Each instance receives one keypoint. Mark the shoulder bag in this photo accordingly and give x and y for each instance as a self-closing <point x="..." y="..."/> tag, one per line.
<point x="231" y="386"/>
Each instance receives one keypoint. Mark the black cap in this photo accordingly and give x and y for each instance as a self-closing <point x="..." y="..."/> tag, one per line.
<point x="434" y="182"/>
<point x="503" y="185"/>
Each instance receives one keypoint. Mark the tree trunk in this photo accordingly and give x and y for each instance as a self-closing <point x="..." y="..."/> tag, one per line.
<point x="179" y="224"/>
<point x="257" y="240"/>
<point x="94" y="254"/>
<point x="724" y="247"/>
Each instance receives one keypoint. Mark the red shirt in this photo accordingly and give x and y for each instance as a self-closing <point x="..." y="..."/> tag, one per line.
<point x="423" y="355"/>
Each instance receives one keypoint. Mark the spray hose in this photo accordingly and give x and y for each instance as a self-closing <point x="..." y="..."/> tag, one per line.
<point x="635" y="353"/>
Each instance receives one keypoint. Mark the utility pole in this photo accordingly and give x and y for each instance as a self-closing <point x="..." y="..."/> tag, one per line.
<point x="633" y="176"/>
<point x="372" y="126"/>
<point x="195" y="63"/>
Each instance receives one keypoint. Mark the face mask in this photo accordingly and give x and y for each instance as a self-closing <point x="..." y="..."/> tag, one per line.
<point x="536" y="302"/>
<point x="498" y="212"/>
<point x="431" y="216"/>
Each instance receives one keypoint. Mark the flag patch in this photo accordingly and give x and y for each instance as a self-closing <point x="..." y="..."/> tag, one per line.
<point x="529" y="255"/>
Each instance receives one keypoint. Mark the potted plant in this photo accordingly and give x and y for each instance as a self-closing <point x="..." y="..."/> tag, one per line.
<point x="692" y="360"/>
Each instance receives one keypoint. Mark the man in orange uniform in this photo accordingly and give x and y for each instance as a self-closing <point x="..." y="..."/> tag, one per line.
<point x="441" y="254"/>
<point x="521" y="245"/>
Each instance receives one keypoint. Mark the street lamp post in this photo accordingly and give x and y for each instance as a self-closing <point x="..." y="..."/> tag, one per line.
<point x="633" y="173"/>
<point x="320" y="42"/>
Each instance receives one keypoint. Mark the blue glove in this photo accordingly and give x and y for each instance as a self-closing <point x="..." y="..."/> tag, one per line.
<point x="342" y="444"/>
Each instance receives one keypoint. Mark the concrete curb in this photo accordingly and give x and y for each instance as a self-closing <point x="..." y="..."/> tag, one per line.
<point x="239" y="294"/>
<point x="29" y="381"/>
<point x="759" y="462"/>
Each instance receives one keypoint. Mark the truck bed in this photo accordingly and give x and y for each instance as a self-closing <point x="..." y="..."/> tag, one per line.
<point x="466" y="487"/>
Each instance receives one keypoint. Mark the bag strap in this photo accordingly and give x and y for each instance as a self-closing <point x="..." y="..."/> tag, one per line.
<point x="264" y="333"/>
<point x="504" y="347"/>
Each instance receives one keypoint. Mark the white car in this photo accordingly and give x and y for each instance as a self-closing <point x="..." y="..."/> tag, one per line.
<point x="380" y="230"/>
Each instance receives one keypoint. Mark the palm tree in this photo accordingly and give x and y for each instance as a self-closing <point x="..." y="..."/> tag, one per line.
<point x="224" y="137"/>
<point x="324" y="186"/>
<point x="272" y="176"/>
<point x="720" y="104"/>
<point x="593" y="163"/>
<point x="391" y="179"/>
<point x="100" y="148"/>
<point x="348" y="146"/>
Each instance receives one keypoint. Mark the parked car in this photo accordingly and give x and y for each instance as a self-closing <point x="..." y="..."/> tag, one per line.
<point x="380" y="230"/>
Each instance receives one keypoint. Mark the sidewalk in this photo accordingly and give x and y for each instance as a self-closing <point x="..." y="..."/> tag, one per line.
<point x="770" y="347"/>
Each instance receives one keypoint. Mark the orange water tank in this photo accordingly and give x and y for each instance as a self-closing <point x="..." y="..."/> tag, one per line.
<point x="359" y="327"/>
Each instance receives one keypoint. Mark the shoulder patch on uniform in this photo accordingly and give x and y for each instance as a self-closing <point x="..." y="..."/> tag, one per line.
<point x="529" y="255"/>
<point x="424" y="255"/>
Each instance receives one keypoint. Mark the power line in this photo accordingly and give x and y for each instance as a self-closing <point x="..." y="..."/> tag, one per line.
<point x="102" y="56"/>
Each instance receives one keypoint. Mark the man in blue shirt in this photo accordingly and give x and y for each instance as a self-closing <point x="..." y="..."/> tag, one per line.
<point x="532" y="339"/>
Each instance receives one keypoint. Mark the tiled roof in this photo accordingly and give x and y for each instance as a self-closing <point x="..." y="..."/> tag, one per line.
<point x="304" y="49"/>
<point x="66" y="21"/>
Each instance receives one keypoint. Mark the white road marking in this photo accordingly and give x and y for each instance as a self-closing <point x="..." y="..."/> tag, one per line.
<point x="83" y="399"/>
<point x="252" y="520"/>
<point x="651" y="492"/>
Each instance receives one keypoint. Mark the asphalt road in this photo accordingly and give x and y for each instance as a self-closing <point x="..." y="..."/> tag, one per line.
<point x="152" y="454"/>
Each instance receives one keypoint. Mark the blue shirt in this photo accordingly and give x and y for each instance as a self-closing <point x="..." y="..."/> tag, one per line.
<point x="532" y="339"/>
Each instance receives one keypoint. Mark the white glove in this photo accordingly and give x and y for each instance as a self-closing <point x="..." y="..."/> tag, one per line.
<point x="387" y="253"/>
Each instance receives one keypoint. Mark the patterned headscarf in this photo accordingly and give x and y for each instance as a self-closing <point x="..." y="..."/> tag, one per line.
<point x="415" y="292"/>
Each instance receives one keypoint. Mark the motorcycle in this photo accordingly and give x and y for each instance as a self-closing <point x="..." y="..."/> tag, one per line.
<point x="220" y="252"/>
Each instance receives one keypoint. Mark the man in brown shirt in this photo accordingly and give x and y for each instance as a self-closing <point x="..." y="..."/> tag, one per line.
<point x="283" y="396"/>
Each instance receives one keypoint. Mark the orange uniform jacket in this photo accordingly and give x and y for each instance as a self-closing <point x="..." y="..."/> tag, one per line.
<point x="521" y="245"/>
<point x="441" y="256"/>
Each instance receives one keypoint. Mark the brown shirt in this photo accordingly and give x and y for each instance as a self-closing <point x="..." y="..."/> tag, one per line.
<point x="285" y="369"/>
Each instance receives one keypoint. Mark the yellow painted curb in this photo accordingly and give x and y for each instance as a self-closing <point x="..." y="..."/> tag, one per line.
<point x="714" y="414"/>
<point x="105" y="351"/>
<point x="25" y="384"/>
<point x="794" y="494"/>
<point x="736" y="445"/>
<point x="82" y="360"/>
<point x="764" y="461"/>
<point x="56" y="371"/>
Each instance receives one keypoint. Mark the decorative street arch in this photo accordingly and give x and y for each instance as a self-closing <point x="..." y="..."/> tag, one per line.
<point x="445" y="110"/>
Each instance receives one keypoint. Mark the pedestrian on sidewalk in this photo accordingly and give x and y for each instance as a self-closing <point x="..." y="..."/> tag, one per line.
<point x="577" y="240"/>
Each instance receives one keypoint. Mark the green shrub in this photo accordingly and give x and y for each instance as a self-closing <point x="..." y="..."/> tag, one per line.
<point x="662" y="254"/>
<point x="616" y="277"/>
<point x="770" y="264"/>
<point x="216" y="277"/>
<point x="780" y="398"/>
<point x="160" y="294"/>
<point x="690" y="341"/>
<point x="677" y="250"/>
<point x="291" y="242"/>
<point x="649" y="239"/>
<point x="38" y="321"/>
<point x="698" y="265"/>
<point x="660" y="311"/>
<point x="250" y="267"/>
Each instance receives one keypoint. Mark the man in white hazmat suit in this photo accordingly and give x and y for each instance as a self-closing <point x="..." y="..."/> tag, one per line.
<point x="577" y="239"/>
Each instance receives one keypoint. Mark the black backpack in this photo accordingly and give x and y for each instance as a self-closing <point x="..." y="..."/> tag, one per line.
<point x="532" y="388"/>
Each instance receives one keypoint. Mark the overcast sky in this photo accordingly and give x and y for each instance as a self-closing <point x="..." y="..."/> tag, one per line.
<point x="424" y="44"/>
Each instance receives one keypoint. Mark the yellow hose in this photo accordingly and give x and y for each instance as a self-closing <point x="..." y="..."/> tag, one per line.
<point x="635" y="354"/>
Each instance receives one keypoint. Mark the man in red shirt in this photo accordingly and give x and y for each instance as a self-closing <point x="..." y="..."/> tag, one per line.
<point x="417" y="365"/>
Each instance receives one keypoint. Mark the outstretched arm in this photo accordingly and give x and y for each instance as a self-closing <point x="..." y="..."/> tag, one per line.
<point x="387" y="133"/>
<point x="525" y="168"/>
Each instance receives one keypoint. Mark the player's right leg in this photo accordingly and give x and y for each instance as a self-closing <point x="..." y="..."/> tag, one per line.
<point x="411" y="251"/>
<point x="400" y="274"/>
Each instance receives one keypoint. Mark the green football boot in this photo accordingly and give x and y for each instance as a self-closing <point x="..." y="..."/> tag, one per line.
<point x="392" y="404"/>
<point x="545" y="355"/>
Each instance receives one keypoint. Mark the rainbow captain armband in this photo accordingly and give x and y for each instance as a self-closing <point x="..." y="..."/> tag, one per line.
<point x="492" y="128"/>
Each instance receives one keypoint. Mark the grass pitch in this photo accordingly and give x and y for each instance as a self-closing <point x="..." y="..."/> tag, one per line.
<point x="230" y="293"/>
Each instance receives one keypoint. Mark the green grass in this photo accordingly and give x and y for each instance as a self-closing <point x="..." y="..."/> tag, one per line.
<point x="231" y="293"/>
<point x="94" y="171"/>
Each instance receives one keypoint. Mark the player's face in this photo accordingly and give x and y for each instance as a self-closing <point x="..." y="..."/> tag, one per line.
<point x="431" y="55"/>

Task goal -> Write out exactly, and only, each line from the one with "Each instance receives one keypoint. Mark the green grass" down to the last line of the records above.

Answer section ->
Each instance receives one keypoint. Mark the green grass in this photo accordingly and give x and y for each instance as a self-closing <point x="..." y="..."/> tag, one per line.
<point x="231" y="293"/>
<point x="94" y="171"/>
Each instance receives one keypoint. Mark the player's face in this photo accordingly and give x and y for each instance as a self-closing <point x="..." y="..."/> tag, one per line.
<point x="431" y="55"/>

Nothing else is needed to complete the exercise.